Records
++++++++

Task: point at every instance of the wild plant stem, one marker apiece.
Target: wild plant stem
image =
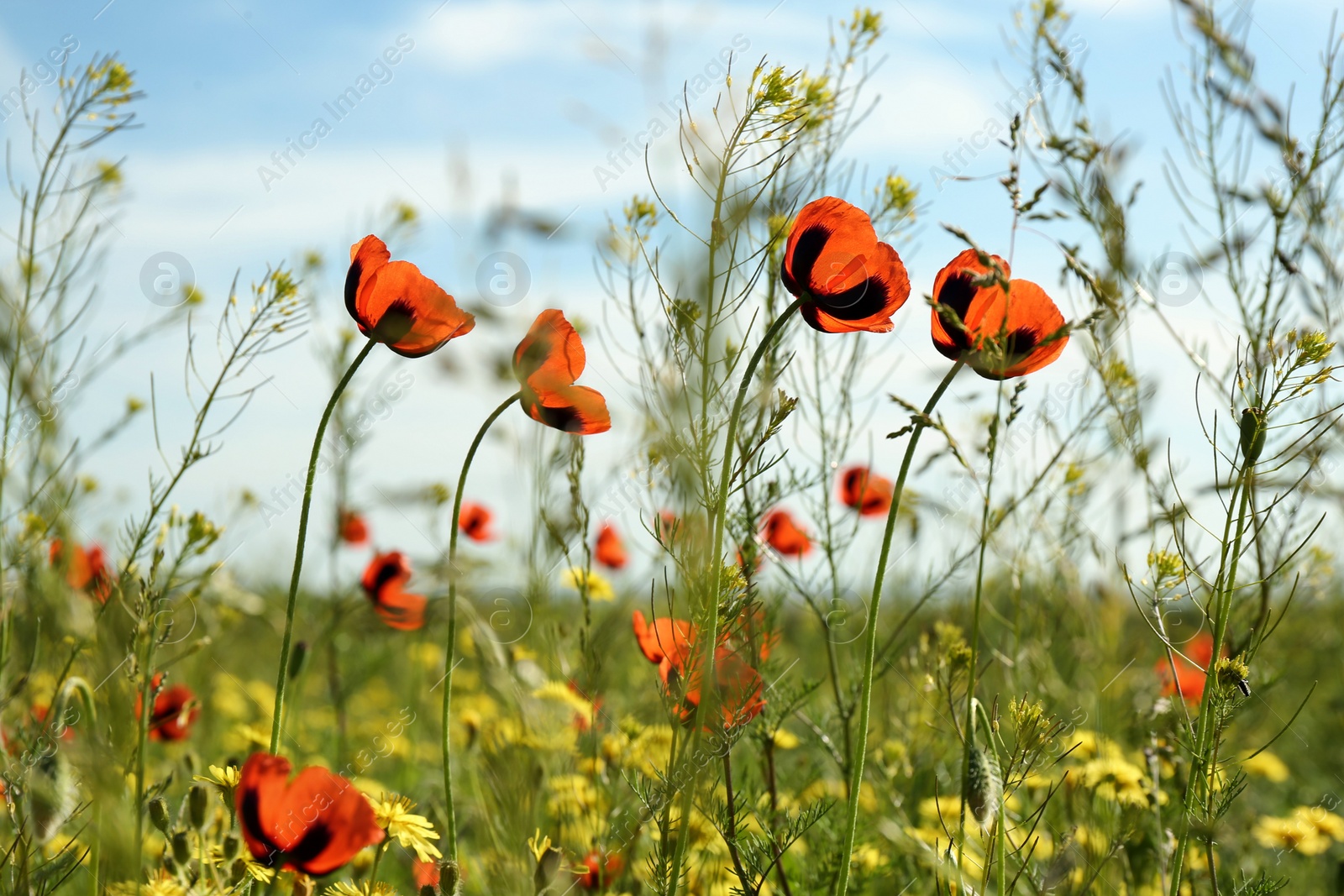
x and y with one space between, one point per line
1222 604
282 676
711 631
870 647
974 626
449 815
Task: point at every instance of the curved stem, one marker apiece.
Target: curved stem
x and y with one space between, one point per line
717 557
450 817
282 676
870 649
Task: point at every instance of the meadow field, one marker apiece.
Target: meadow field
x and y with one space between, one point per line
790 607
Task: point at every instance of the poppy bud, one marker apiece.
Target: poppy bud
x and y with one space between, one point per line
159 815
984 788
1253 434
181 848
296 658
198 806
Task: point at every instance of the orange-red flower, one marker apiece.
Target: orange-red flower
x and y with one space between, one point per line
1001 331
385 584
396 305
475 521
609 550
425 875
1189 668
598 869
87 569
866 492
850 280
738 685
313 825
546 363
353 528
665 642
784 535
175 711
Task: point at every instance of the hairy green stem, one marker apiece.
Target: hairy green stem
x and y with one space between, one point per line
282 676
449 815
870 647
711 636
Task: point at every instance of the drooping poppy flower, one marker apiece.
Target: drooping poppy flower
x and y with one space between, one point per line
353 528
598 869
396 305
546 363
850 280
671 644
609 550
383 582
313 825
784 535
175 711
87 569
866 492
665 642
475 521
1189 668
1001 331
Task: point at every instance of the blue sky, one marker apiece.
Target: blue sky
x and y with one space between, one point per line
522 98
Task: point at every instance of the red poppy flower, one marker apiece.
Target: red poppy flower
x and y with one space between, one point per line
396 305
383 582
1003 332
784 535
353 528
671 644
87 569
833 259
1189 672
866 492
548 362
475 521
611 548
598 869
665 642
313 825
175 711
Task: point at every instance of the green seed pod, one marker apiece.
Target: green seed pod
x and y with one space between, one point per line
181 848
984 786
198 806
546 868
159 815
296 658
1253 434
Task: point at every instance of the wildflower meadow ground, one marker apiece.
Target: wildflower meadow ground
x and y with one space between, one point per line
835 573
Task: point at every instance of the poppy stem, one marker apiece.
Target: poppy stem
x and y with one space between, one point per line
282 676
870 647
450 817
717 558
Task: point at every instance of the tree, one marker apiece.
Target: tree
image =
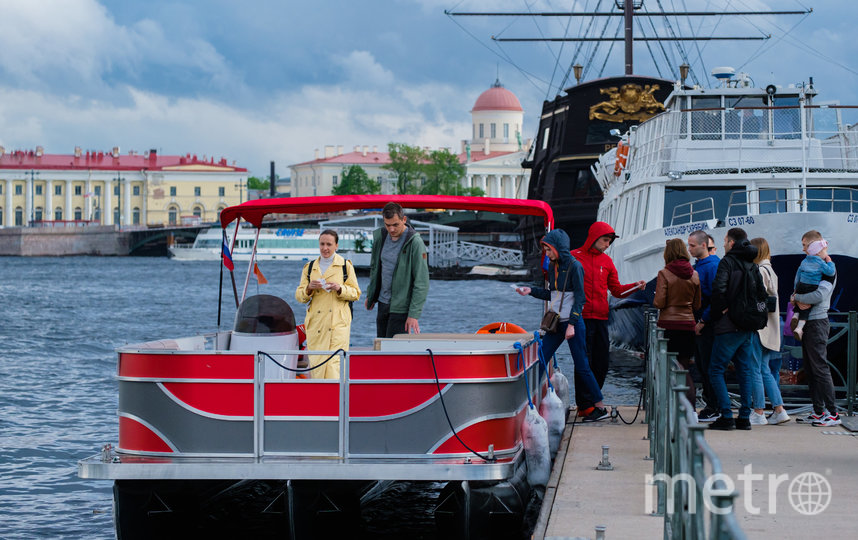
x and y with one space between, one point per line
257 183
355 181
407 163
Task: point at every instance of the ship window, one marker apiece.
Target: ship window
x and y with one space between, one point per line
706 125
772 201
693 204
599 131
786 123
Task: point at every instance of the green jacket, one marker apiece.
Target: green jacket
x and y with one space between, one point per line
410 277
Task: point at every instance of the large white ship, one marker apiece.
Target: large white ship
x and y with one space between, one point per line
776 161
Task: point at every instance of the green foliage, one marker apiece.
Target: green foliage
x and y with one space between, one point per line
355 181
407 163
256 183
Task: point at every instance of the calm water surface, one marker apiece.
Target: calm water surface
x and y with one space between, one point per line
62 318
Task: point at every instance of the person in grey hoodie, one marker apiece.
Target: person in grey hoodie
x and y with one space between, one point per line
566 282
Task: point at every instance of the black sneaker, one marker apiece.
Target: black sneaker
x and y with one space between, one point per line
597 414
723 423
707 416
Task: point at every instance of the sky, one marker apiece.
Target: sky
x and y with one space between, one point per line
273 80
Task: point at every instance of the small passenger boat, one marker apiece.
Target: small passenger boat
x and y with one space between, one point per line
216 429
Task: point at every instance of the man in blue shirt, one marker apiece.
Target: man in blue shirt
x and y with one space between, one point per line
701 246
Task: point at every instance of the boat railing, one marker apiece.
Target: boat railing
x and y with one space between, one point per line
807 140
688 475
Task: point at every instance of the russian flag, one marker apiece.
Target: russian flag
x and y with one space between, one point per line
227 256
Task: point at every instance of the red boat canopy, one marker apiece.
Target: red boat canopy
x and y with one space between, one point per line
255 211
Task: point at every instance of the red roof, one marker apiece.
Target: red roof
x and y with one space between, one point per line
28 159
497 98
254 211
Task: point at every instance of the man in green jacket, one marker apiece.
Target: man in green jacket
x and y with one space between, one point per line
399 277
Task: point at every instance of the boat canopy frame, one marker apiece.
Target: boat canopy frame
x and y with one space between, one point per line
254 212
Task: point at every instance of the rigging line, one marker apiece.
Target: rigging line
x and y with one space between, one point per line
649 48
559 56
696 43
611 48
596 46
679 47
528 76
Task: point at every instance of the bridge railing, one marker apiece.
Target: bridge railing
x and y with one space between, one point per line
684 465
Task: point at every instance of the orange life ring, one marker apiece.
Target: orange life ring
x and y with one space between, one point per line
501 328
622 155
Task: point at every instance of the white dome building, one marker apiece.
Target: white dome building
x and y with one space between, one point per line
493 155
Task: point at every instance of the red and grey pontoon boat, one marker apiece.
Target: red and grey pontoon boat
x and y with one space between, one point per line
202 418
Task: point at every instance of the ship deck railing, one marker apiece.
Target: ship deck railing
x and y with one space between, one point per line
803 141
692 496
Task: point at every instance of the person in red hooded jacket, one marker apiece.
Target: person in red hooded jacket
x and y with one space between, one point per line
600 276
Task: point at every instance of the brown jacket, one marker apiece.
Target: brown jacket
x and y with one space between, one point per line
677 296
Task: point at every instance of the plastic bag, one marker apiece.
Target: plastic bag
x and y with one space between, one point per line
551 409
534 437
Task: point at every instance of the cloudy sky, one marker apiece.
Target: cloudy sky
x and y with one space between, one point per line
264 80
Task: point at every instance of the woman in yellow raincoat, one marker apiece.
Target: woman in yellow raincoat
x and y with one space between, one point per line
329 318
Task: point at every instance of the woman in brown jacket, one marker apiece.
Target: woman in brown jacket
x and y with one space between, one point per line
677 296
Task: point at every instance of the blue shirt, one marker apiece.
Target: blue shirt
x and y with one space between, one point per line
706 269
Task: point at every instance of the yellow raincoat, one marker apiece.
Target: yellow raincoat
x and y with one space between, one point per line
329 319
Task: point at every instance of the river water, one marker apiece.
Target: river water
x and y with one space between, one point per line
62 318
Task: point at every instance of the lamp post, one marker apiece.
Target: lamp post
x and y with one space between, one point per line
119 181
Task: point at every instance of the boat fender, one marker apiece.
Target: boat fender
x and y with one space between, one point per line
534 437
551 409
501 328
561 386
622 155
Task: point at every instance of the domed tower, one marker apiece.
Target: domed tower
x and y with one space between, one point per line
497 119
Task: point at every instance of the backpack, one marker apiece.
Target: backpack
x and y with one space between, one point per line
345 277
746 306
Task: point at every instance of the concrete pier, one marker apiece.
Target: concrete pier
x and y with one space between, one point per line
767 465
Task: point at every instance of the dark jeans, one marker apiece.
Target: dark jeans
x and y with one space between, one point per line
682 343
815 353
388 324
577 347
703 346
598 352
737 347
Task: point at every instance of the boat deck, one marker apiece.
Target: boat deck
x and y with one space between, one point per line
584 497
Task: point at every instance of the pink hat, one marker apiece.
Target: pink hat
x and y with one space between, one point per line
816 246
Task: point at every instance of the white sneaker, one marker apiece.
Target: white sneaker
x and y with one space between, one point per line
779 418
757 419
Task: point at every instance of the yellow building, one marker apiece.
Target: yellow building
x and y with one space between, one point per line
111 189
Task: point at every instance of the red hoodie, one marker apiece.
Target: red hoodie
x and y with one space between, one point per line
600 275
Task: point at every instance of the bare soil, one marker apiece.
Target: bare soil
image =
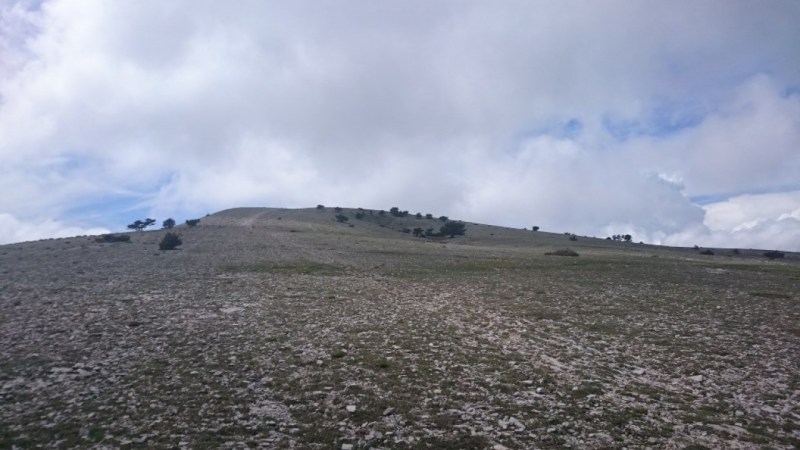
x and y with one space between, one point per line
274 328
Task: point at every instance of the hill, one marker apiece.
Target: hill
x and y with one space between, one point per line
277 328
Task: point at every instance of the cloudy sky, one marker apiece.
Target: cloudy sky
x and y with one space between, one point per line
677 122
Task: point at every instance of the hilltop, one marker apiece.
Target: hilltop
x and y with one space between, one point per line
285 328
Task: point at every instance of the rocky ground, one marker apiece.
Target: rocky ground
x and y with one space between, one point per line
273 330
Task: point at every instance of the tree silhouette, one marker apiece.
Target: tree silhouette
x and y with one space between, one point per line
452 228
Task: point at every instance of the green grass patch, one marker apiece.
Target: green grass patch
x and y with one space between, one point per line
300 267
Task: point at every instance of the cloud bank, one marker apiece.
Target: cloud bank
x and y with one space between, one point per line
594 119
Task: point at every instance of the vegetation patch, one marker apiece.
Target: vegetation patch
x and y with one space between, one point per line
110 238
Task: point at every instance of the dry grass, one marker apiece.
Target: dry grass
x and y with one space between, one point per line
254 336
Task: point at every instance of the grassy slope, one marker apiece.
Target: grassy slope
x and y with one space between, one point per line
270 322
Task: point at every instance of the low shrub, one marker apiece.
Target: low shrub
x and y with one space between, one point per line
113 238
563 252
170 242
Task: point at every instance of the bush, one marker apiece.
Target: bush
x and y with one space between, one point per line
170 241
774 254
452 229
107 238
563 252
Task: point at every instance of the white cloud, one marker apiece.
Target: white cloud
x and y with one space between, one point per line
767 221
454 108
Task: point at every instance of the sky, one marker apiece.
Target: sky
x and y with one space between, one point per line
676 122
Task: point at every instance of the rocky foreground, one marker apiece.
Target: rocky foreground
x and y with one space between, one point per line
267 333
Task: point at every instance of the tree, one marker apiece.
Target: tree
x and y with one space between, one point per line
452 228
170 241
140 225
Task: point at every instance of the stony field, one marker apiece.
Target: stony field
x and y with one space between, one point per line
284 329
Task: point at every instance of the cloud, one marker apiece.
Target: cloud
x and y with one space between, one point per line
589 118
766 221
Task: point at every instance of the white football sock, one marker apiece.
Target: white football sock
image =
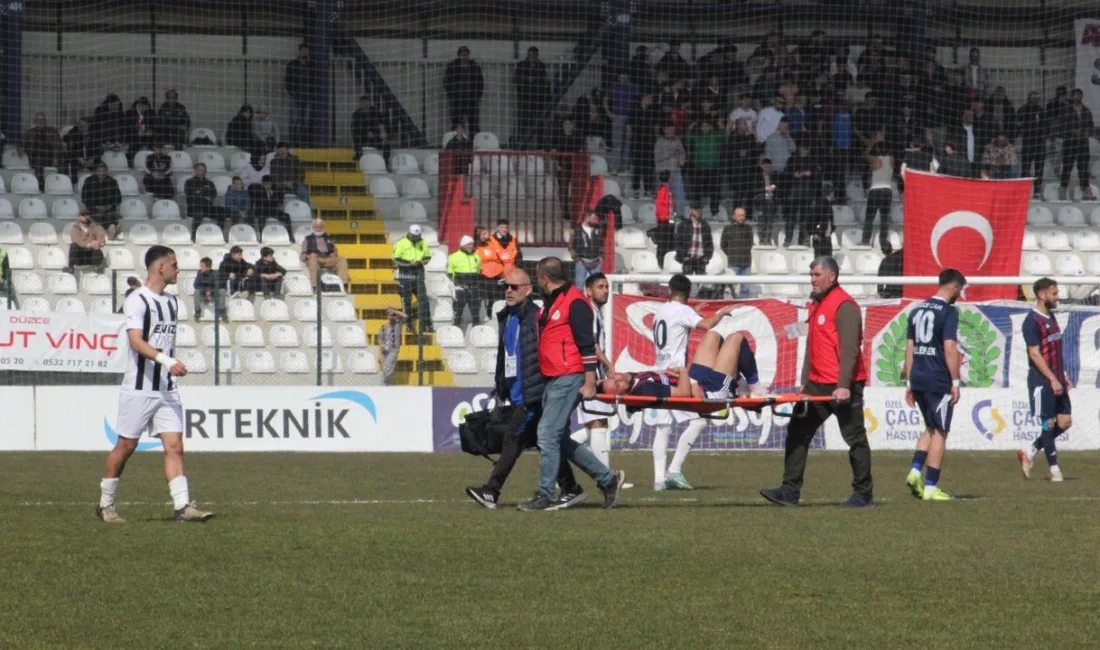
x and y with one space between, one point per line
180 496
660 451
601 444
108 487
684 444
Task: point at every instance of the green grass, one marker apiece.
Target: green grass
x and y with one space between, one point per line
290 561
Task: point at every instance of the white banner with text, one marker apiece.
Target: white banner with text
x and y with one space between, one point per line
54 341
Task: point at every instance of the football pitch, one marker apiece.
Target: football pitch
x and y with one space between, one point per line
385 551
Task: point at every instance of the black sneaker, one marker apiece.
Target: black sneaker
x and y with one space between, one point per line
780 496
570 498
611 492
484 496
859 500
539 503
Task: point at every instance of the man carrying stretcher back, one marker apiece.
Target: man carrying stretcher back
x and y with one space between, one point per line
713 373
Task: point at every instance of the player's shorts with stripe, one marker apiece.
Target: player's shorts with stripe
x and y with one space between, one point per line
936 409
713 383
149 412
1045 404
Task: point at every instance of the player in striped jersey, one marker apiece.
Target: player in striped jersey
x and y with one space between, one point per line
149 399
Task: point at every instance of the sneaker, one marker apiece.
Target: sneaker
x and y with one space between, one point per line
934 494
108 515
483 495
1025 462
858 500
611 492
914 483
570 498
677 481
189 513
780 496
538 503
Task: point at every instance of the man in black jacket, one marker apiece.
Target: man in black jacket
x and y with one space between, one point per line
519 382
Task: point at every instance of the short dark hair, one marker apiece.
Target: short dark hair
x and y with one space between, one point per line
594 278
952 276
1044 284
680 285
156 253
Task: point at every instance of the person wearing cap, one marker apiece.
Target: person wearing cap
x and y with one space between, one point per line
463 266
410 253
319 251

++++++++

Write out once more the lines above beginning at the line with "Task: point at every instance of the player's"; continue through the final line and stop there.

Task: point at every instance of the player's shorts with stripe, one marker apiece.
Target: player's shorts with stripe
x and y with one space between, one point per line
936 409
713 383
149 412
1045 404
Task: point at every instance of the player in striped jersey, one marker apiece.
Target: player in striped jersey
x and y with one space between, one point per line
149 399
Task: point at every instance of the sneaker, one marker apiece.
Target: sneaker
x and y with one space between, one point per line
934 494
108 515
483 495
1025 462
858 500
611 492
914 483
570 498
677 481
189 513
780 496
538 503
Task: point at every instance of the man in black jacket, one marker apiece.
Target: man in black jacket
x and y with one space between, one point per line
519 382
Task: point at every instance of the short dark hair, one marker apiece.
Target: short dark hair
x and y with one space between, one point per line
594 278
952 276
1044 284
680 285
156 253
Task: point at every instance of the person wearing cap, one marker apiece.
Target: person wearing cap
x and y with one space between, one point per line
463 266
410 253
319 251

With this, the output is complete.